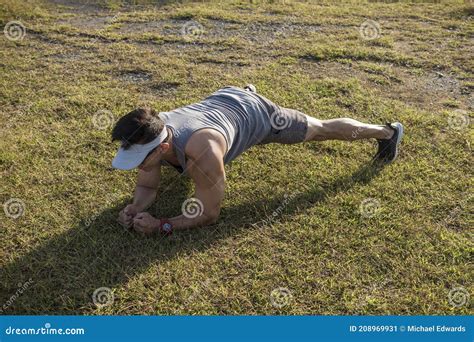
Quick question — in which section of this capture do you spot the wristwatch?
[160,218,173,235]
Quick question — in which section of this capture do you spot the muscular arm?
[170,141,225,229]
[133,166,161,212]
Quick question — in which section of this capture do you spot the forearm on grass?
[133,185,158,212]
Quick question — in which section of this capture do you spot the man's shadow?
[0,165,381,314]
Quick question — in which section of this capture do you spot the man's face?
[138,143,169,172]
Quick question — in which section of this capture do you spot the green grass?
[0,0,474,315]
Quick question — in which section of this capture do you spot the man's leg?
[304,114,403,163]
[304,115,395,141]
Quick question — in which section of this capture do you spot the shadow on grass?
[0,162,381,314]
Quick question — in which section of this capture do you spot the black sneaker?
[244,84,257,93]
[374,122,403,164]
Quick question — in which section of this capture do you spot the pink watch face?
[162,222,173,233]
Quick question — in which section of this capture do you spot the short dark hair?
[112,108,165,149]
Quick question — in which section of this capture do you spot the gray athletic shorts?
[257,94,308,145]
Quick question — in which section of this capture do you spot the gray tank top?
[160,87,275,172]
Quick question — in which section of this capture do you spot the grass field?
[0,0,474,315]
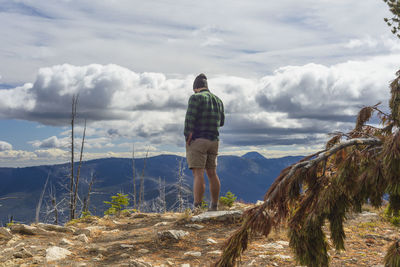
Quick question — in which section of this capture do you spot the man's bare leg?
[192,168,206,206]
[206,168,221,208]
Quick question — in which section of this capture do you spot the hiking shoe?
[208,203,218,211]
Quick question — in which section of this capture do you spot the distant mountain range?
[0,152,302,225]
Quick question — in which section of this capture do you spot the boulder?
[10,224,49,235]
[0,227,13,240]
[76,234,89,243]
[157,230,189,241]
[185,223,204,230]
[183,251,201,258]
[207,238,218,244]
[129,260,152,267]
[35,223,74,234]
[191,210,243,222]
[60,238,74,246]
[13,248,33,259]
[74,228,90,236]
[46,246,72,262]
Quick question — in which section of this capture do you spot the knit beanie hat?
[193,73,208,90]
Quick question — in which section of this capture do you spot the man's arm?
[184,95,199,144]
[219,101,225,127]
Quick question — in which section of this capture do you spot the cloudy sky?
[0,0,400,166]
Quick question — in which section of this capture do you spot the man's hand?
[186,133,193,146]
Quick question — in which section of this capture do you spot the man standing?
[184,73,225,210]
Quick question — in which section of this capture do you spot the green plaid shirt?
[184,89,225,141]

- - - - - - -

• _WORK REQUIRED_: Reproduce every line of the data above word for word, with the pictures left out.

• _EXERCISE RESPONSE_:
Quick question — in which section of this capture do you spot the wristwatch?
[160,218,173,235]
Quick question — in which section of this capture do you spot the muscular arm?
[170,141,225,229]
[133,166,161,212]
Quick question — in which section of this capture do you spot the forearm on grass?
[133,185,158,212]
Quick question — in which section of this capture do you spot the man's shadow?
[0,165,381,314]
Quick question — in which section of this capture do you spot the man's face?
[138,143,169,172]
Quick question — in which section of this capture do you spot the green grass?
[0,0,474,315]
Quick question — in which section of this capture do you spot the man's leg?
[304,114,403,163]
[304,115,395,141]
Quick question — in which section of this capture do you spot the shadow on grass?
[0,162,381,314]
Quick question — in which section of this capture do you spot the black sneaker?
[244,84,257,93]
[374,122,403,164]
Quick question — in which section of this capture do you spot the pink watch face?
[162,222,173,233]
Quick question — in which section of this capture do you spot the short dark hair?
[112,108,165,149]
Quick question — in which section of this capture do you spot the gray athletic shorts?
[257,94,308,145]
Quick question — in which section of this capture do you spot the gray tank top?
[160,87,275,172]
Quick question — in which section of this capture do you spot the grass field?
[0,0,474,315]
Quick question — in which section of this capture do you spot the man's bare leg?
[192,168,206,206]
[206,168,221,208]
Quick question — in which section of this capture do you spot the hiking shoe?
[208,203,218,211]
Quick question — in which section of this capture do you spot the distant mountain range?
[0,152,302,225]
Quick question — in which section of this capture do you spot the boulder?
[10,224,49,235]
[0,227,13,240]
[76,234,89,243]
[157,230,189,241]
[185,223,204,230]
[183,251,201,258]
[207,238,218,244]
[129,260,152,267]
[35,223,74,234]
[191,210,243,222]
[60,238,74,246]
[13,248,33,259]
[74,228,90,236]
[46,246,72,262]
Quick question — in which section of this capture do you spot the knit beanie hat?
[193,73,208,90]
Quick question — in which section of this capture do you spot the man's arm?
[184,95,199,144]
[219,101,225,127]
Quick question — in which section of this capture do you spot the cloudy sky?
[0,0,400,166]
Quick question — in which section of this capture do you spot the man's hand?
[186,133,193,146]
Quick question — in which section of this capture do you spot the man standing?
[184,73,225,210]
Quick question — in which section of this capture do you spot the green plaid shirt?
[184,89,225,141]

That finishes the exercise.